#### INPUT MATERIAL

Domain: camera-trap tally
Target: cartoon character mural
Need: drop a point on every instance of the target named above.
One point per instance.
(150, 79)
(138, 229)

#### WHAT YOU ARE ASKED TO DO
Your task is to repeat each line of the material exactly.

#### COMPLETE RESPONSE
Domain: camera-trap tally
Target: cartoon character mural
Need: drop a point on every instance of the target named above.
One point per instance.
(150, 79)
(138, 229)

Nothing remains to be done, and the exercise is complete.